> Исходный текст
Синтетическое отношение Чичикова к предшествующей литературной традиции не отменяет, однако, принципиальной новизны этого характера. Чичиков задуман как герой, которому предстоит грядущее возрождение. Способ мотивировки самой этой возможности ведет нас к новым для XIX в. сторонам гоголевского художественного мышления. Злодей в просветительской литературе XVIII в. сохранял право на наши симпатии и на нашу веру в его возможное перерождение, поскольку в основе его личности лежала добрая, но извращенная обществом Природа. Романтический злодей искупал свою вину грандиозностью своих преступлений, величие его души обеспечивало ему симпатии читателя. В конечном счете, он мог оказаться уклонившимся с пути ангелом или даже мечом в руках небесного правосудия. Гоголевский герой имеет надежду на возрождение потому, что дошел до предела зла в его крайних — низких, мелочных и смешных — проявлениях. Сопоставление Чичикова и разбойника, Чичикова и Наполеона, Чичикова и антихриста делает первого фигурой комической, снимает с него ореол литературного благородства (параллельно проходит пародийная тема привязанности Чичикова к «благородной» службе, «благородному» обращению и пр.).[301] Зло дается не только в чистом виде, но и в ничтожных его формах. Это уже крайнее и самое беспросветное, по мнению Гоголя, зло. И именно в его беспросветности таится возможность столь же полного и абсолютного возрождения. Такая концепция связана органически с христианством и составляет одну из основ художественного мира «Мертвых душ». Это роднит Чичикова с героями Достоевского.
Аналогия между Германном (Наполеон + убийца, разновидность разбойника) и Раскольниковым (та же комбинация признаков, дающая в итоге образ человека, вступившего в борьбу с миром богатства и стремящегося этот мир подчинить) уже обращала на себя внимание. Менее бросается в глаза связь этих образов с Чичиковым. Достоевский, однако, создавая Раскольникова, бесспорно, может быть, подсознательно, имел в виду героя «Мертвых душ»[302].
Антитеза «денди — разбойник» оказывается весьма существенной для Достоевского. Иногда она выступает обнаженно (например, в паре: Ставрогин <—> Федька; вообще, именно потому, что Ставрогин рисуется как «русский джентльмен», образ его подключается к традиции персонажей двойного существования, являющихся то в светском кругу, то в трущобах, среди подонков), иногда в сложно трансформированном виде[303].
Такое распределение образов включено в более широкую традицию: отношение «джентльмен <— > разбойник» одно из организующих для Бальзака (Растиньяк <—> Вотрен), Гюго, Диккенса. В конечном счете оно восходит к мифологической фигуре оборотня, ведущего днем и ночью два противоположных образа жизни, или мифологических двойников-близнецов. Имея тенденцию то распадаться на два различных и враждебных друг другу персонажа, то сливаться в единый противоречивый образ, этот архетип обладает огромной потенциальной смысловой емкостью, позволяющей в разных культурных контекстах наполнять его различным содержанием, при одновременном сохранении некоторой смысловой константы.

> Условия заданий
**A.** Повторите дословно фрагмент исходного текста от «Аналогия между Германном» до «сложно трансформированном виде[303].».
**B.** Кратко ответьте на вопросы по исходному тексту.
(i) Что, согласно тексту, лежало в основе личности злодея в просветительской литературе XVIII в.?
(ii) В какой паре персонажей Достоевского антитеза «денди — разбойник» выступает обнаженно?
(iii) Какая пара героев Бальзака приведена как пример отношения «джентльмен — разбойник»?

> Представленные записи
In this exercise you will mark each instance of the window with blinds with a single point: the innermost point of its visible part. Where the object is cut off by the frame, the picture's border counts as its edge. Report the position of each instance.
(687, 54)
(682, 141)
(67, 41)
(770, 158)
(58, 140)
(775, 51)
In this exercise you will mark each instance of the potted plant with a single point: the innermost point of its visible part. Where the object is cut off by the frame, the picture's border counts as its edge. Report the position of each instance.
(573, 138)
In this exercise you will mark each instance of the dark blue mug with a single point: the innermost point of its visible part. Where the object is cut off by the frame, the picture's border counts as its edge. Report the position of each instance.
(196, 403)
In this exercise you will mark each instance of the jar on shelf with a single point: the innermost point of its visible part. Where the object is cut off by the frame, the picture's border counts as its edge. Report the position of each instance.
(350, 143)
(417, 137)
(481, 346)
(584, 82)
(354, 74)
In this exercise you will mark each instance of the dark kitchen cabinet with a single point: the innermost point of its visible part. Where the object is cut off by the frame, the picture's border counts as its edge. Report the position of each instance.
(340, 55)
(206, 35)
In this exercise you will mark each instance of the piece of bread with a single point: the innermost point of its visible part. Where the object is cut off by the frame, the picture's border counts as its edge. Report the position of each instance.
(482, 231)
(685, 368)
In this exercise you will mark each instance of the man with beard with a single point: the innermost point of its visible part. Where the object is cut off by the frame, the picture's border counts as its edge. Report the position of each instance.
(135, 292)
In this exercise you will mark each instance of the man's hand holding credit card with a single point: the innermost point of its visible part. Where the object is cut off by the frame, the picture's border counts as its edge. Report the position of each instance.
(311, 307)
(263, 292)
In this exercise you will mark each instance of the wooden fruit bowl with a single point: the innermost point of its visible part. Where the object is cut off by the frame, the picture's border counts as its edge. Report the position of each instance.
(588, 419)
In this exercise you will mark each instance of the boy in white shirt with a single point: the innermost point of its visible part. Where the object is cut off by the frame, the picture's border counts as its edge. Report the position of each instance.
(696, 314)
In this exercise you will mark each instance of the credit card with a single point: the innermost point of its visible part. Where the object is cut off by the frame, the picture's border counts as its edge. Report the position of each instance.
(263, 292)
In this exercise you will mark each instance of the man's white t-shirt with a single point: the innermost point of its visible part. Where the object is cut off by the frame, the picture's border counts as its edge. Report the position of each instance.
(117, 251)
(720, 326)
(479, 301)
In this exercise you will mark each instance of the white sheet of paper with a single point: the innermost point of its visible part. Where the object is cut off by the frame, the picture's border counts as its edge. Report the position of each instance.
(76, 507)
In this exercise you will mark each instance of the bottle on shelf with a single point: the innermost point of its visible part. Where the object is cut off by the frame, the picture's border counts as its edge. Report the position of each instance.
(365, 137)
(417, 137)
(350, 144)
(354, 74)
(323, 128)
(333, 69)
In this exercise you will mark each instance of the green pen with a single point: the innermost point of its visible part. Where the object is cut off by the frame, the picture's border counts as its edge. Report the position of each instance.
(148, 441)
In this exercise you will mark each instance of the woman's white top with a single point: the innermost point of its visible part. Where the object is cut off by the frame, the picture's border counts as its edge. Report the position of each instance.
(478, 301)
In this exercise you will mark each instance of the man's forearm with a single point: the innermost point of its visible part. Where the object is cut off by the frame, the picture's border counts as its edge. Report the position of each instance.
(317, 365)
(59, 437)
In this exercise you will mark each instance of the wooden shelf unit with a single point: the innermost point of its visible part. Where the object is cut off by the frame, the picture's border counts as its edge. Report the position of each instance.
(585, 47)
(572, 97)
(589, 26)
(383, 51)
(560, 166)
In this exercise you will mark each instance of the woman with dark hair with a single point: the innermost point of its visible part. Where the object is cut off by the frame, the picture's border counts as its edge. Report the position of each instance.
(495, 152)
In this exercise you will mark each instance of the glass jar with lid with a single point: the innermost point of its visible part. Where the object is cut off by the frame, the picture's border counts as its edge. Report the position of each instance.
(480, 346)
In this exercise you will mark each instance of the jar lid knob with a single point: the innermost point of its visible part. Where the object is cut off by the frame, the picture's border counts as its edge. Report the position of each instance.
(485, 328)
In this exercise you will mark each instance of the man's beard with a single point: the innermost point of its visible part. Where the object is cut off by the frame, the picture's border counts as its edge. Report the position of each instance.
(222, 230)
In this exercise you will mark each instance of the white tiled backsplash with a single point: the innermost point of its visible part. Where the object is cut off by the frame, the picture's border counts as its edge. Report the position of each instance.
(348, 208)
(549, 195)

> Ответы
**A.**
Аналогия между Германном (Наполеон + убийца, разновидность разбойника) и Раскольниковым (та же комбинация признаков, дающая в итоге образ человека, вступившего в борьбу с миром богатства и стремящегося этот мир подчинить) уже обращала на себя внимание. Менее бросается в глаза связь этих образов с Чичиковым. Достоевский, однако, создавая Раскольникова, бесспорно, может быть, подсознательно, имел в виду героя «Мертвых душ»[302].
Антитеза «денди — разбойник» оказывается весьма существенной для Достоевского. Иногда она выступает обнаженно (например, в паре: Ставрогин <—> Федька; вообще, именно потому, что Ставрогин рисуется как «русский джентльмен», образ его подключается к традиции персонажей двойного существования, являющихся то в светском кругу, то в трущобах, среди подонков), иногда в сложно трансформированном виде[303].

**B.**
(i) Добрая, но извращенная обществом Природа.
(ii) Ставрогин и Федька.
(iii) Растиньяк и Вотрен.